----- GIVEN RECORDS

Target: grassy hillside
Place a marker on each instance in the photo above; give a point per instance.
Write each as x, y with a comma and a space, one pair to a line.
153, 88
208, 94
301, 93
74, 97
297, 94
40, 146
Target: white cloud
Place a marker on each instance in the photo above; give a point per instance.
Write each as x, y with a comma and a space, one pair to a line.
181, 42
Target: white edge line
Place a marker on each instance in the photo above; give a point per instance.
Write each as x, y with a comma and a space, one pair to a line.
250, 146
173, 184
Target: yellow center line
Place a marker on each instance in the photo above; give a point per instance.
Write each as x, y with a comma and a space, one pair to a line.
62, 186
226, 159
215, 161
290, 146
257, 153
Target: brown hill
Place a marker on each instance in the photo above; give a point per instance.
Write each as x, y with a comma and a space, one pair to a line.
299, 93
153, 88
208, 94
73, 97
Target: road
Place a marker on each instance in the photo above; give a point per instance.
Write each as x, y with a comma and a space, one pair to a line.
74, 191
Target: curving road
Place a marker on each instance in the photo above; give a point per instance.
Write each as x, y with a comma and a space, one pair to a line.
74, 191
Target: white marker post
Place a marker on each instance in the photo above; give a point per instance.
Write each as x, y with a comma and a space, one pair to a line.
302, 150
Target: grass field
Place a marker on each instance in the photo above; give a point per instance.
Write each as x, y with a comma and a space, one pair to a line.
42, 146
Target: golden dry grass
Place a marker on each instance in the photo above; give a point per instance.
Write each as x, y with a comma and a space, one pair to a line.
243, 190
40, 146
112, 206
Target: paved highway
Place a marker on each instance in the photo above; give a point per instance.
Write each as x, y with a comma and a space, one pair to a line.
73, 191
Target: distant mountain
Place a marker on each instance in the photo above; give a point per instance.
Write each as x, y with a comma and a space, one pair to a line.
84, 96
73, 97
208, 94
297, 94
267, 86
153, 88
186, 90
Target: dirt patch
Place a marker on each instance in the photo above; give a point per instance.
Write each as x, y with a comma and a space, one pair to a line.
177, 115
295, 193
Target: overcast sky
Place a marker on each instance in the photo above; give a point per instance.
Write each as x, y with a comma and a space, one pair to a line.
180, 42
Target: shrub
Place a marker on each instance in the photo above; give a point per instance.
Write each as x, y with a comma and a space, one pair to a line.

----------

> [TO DO]:
Could you update the lines from the one with "Target: golden dry grass" to the end, putting "bare soil patch" wherever "dirt patch" appears and changing nothing else?

> [TASK RESULT]:
Target: golden dry grass
Place a marker on each instance in the photo above; give a point per instance.
Write each as x, y with a comma and a space, one pair to a line.
243, 190
40, 146
112, 206
Target: paved highway
Place a marker on each instance in the photo above; give a point per instance.
Write each as x, y with a comma and a space, one pair to a line.
73, 191
Target: distant mountain
Place a marker on each instance in the photo above; give a point per instance.
Write each as x, y with a comma and a space, one pair to a line.
84, 96
73, 97
208, 94
297, 94
267, 86
153, 88
186, 90
Target: bare soil patch
Place a marker on each instance in the photo above; give a point per instance.
Write each as x, y with a comma and a space, one pair to a line.
177, 115
295, 193
Target: overcast sky
Place a marker on each instance in the photo above; give a point per instance.
Write each as x, y with a comma and a space, one pair to a line.
180, 42
Target: shrub
Place a marker on each instance in the photo above; give a point per instance.
Write each as x, y with a comma and a space, one pair to a line.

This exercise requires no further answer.